* [Work request]: From the article on Moore's Law and quantum computing, extract without changes the part that opens with the words containing "Cooling pipes at" and closes with "innovation in technology.".

Further away, but potentially more broadly disruptive for the computing industry is the advent of quantum computing. Whereas traditional computing operates in binary, storing data as electrical signals in two states (1s and 0s), quantum computing is able to access data in a variety of states simultaneously in memory units called qubits.
Companies around the world, including in the UK, are feverishly working on methods to successfully build the new frontier of tech.
“There are numerous ways to build quantum computers,” says Winfried Hensinger, the Professor of Quantum Technologies at the University of Sussex who is working on a quantum computer with company Universal Quantum.
“We are using silicon microchips that host arrays of electrodes. These electrodes emit electric fields that can trap individual charged atoms just above the surface of the microchip. Each atom forms a quantum bit.”
Prof Winfried Hensinger with a quantum computer prototype at the University of Sussex
Currently, quantum computing is in its infancy, with no one yet to build a quantum computer that can outperform a traditional supercomputer. But so-called “quantum supremacy” is considered one of the holy grails of science and could lead to previously unimaginable computing speeds. The director of Google’s Quantum AI Labs, Hartmut Neven, has even proposed a new rule to supersede Moore’s Law.
Neven claims that quantum computing is growing at a “doubly exponential” rate to traditional computing. If that pace applied to conventional computing, so the theory goes, we would all have had smartphones in our pockets by the 1980s.
Hensinger says that quantum computers could be used for tackling some of the most interesting problems, “creating new pharmaceuticals, understanding protein folding in order to find a cure for dementia or ground-breaking applications for the financial sector”.
Earlier this year, Google claimed that it had achieved quantum supremacy when its 54-qubit ‘Sycamore’ computer was able to perform a calculation in 200 seconds that would have taken the world’s most powerful supercomputer 10,000 years. Quantum competitor IBM refuted the claims, however, arguing that a classical system could achieve the results “with higher fidelity” in just 2.5 days.
Head in the clouds, but what does it mean for us?
What does the end of Moore’s Law mean for the average consumer? In the short-term, probably not a lot. Most consumer devices use chips that are a few generations behind the most cutting-edge technology. And with Moore’s Law set to apply for another five years, the supercomputer in your pocket is likely to be able to improve for a while yet.
“The end-user will continue to see progress for some time,” says Furber. “Hardware stagnation creates an opportunity for the software to catch up, and there is at least another decade of progress available from improvements in software along with AI accelerators.”
Cloud computing is another way that the advancements of processing power could continue even if Moore’s Law is coming to an end. With swathes of tasks performed by data-centers with stacks of computing power, the microchips in your local hardware will become less important to a device’s capability.
Cooling pipes at one of Google’s vast data-centers
But even those sprawling data-centers will have finite room for improvement if Moore’s Law came to an end. The big tech owners that provide much of the world’s cloud infrastructure – Amazon, Microsoft, Google – are the first customers to buy into a new generation of microprocessors.
Some even believe that Moore’s Law has held back computing development in recent years and that’s its accepted end will be a new dawn for innovation in technology.
“Moore’s ‘law’ came to an end over 20 years ago,” says David May, professor of Computer Science at Bristol University and lead architect of the influential “transputer” chip. “Only the massive growth of the PC market then the smartphone market made it possible to invest enough to sustain it.
“There’s now an opportunity for new approaches both to software and to processor architecture. And there are plenty of ideas – some of them have been waiting for 25 years. This presents a great opportunity for innovators – and for investors.”

* [Data supplied]:

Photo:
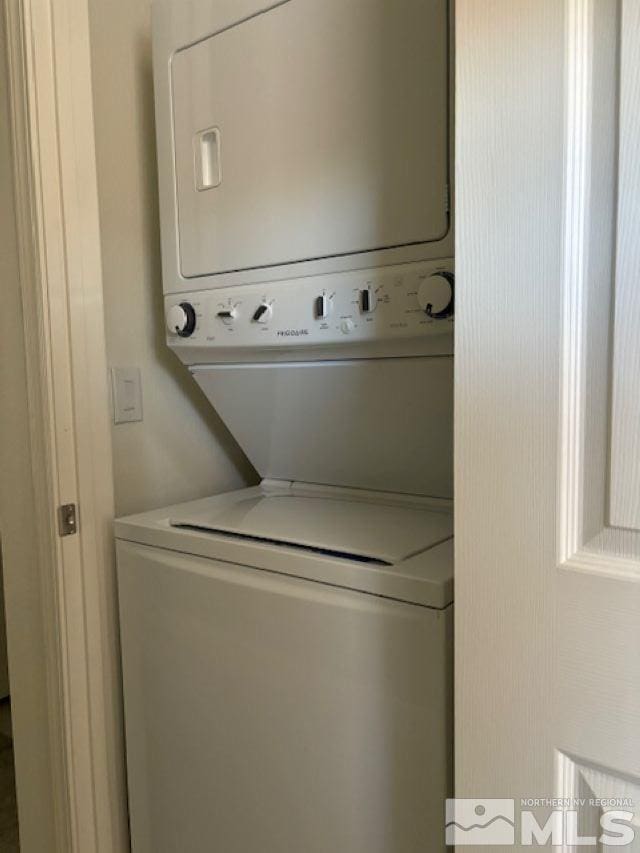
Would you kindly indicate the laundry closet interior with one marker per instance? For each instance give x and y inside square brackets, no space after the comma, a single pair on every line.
[276,204]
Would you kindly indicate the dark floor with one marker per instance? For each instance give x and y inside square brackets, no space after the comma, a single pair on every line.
[8,811]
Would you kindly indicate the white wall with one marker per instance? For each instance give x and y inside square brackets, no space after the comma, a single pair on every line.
[181,450]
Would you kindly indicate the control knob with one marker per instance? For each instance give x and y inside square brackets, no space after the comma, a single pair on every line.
[368,299]
[322,306]
[435,295]
[227,315]
[181,320]
[262,313]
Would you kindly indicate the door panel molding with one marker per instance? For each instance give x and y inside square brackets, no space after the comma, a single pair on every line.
[587,541]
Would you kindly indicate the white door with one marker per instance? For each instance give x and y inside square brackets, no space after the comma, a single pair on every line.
[548,414]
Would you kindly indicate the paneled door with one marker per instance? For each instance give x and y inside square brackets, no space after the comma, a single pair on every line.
[548,421]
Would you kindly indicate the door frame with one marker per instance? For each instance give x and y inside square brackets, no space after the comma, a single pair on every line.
[58,235]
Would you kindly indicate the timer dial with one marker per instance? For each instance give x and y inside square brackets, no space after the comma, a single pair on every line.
[435,295]
[181,319]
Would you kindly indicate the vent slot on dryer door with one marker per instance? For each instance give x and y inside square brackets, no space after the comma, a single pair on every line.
[334,117]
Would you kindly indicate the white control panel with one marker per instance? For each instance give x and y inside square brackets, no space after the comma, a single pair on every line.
[385,304]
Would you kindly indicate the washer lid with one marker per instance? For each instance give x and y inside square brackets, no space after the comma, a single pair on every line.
[335,526]
[374,525]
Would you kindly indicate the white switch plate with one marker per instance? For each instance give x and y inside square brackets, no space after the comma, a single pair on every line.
[126,388]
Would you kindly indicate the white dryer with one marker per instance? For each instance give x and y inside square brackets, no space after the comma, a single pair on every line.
[287,648]
[287,656]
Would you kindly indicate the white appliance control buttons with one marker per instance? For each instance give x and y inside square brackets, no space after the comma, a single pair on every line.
[435,295]
[181,320]
[262,313]
[322,306]
[227,315]
[368,300]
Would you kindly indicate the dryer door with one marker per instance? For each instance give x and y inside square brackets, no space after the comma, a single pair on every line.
[384,424]
[317,128]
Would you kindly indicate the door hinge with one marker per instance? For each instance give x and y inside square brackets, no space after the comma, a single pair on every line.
[67,519]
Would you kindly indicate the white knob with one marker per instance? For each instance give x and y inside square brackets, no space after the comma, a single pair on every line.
[435,295]
[181,319]
[322,306]
[368,299]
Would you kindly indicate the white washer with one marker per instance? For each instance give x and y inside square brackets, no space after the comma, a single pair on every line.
[287,649]
[287,656]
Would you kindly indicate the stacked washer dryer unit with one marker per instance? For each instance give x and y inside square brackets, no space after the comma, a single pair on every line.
[287,647]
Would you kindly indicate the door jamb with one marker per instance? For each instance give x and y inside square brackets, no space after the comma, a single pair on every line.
[49,78]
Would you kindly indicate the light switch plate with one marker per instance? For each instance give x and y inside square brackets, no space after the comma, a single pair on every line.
[126,388]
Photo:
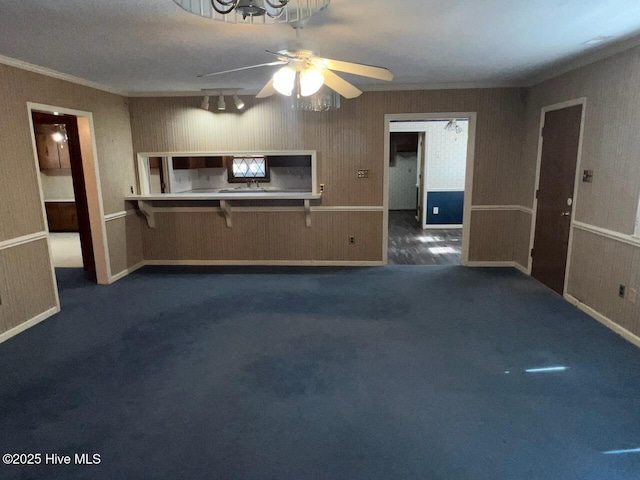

* [Solution to the problem]:
Cooling pipes at one of Google’s vast data-centers
But even those sprawling data-centers will have finite room for improvement if Moore’s Law came to an end. The big tech owners that provide much of the world’s cloud infrastructure – Amazon, Microsoft, Google – are the first customers to buy into a new generation of microprocessors.
Some even believe that Moore’s Law has held back computing development in recent years and that’s its accepted end will be a new dawn for innovation in technology.